● **Data to process**

=-=-=-=-=

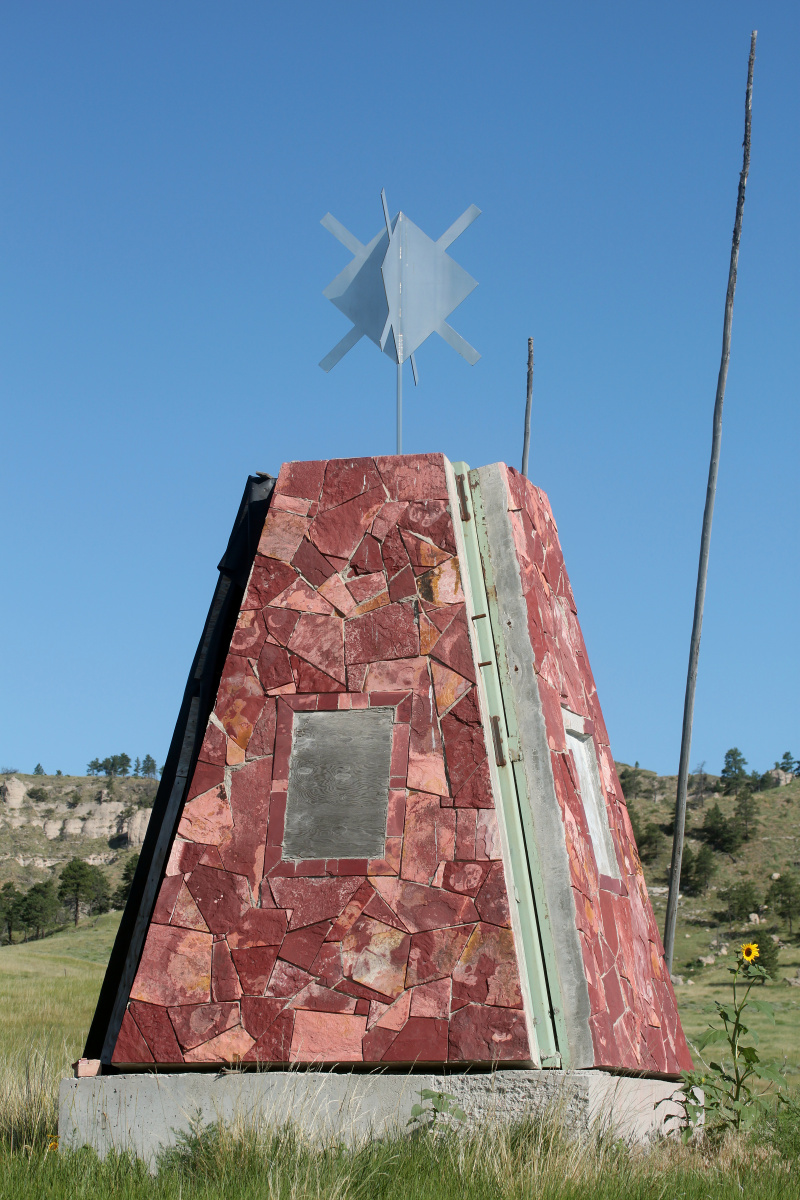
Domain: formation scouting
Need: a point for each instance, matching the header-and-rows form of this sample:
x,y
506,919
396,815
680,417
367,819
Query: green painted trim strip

=-=-=-=-=

● **Instruction**
Print the material above line for line, without changing any of the text, and leave out the pictures.

● **Written answer**
Domain: formation scouting
Need: a point for each instance, matching the header-and-rows form of this sample:
x,y
506,919
396,815
680,417
367,819
Query: green painted trim strip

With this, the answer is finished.